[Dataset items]
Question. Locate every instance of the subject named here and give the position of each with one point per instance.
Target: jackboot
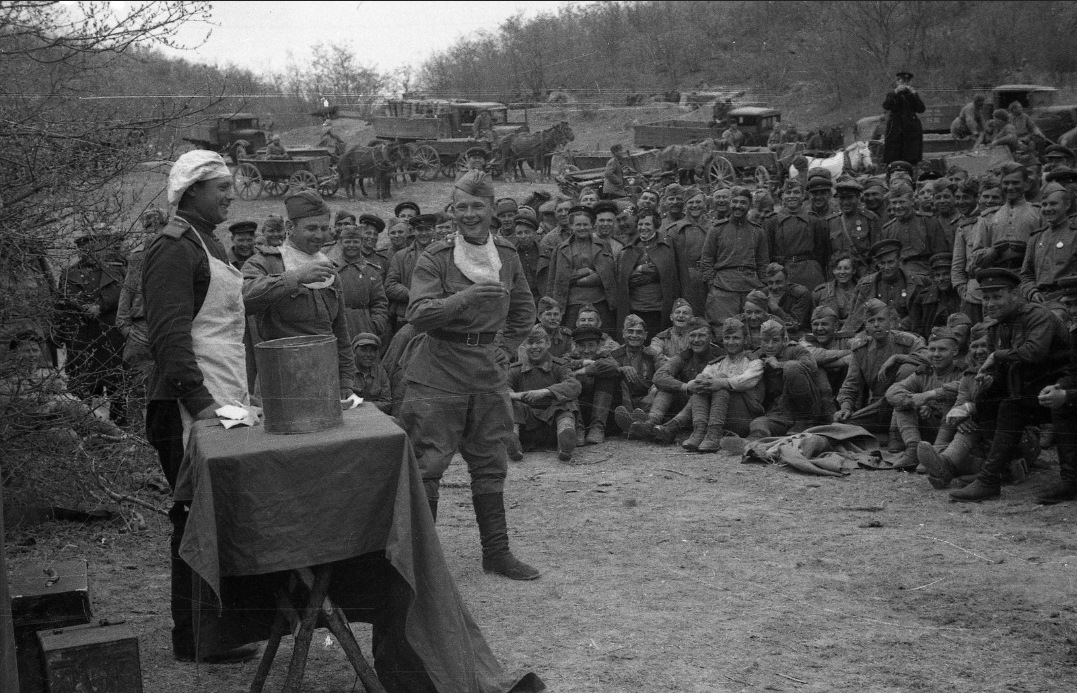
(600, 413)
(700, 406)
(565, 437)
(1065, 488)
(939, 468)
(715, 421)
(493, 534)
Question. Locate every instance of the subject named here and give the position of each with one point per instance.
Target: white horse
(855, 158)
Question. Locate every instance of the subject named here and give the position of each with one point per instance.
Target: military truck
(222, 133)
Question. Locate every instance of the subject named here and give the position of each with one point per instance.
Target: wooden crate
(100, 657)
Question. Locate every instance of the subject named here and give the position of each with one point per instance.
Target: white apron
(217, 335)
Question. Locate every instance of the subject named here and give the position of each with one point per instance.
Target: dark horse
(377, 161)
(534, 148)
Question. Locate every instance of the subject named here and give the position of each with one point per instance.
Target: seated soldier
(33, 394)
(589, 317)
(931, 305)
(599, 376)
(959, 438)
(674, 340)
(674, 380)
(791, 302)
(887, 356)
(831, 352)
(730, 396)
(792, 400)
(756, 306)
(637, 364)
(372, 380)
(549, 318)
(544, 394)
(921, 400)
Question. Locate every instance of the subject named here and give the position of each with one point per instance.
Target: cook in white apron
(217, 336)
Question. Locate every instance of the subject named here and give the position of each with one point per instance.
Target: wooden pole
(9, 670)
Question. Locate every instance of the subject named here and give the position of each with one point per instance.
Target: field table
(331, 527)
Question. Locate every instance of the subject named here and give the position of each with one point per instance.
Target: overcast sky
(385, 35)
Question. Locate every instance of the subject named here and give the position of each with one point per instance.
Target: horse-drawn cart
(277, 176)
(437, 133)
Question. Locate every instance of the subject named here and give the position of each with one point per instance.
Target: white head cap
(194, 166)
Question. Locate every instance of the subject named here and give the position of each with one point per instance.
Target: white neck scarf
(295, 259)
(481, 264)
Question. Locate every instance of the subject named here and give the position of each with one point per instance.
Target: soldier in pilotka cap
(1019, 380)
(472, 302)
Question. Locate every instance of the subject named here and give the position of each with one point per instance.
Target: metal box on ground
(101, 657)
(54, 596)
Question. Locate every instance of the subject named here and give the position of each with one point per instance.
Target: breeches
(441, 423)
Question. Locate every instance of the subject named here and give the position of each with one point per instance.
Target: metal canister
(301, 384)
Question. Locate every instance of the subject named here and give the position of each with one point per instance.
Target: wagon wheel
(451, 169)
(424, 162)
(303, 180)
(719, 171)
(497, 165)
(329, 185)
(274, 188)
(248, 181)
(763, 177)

- REQUIRED ACTION:
Please output only the lines from the one holding "Target: metal canister" to the end of the records, first and last included, exactly as they appear.

- TASK OUTPUT:
Target: metal canister
(301, 384)
Question. Locate every instance of the subject named here and give the position of each with one point per instance.
Target: wagon wheel
(451, 169)
(424, 162)
(303, 180)
(719, 171)
(497, 165)
(329, 185)
(274, 188)
(248, 181)
(763, 177)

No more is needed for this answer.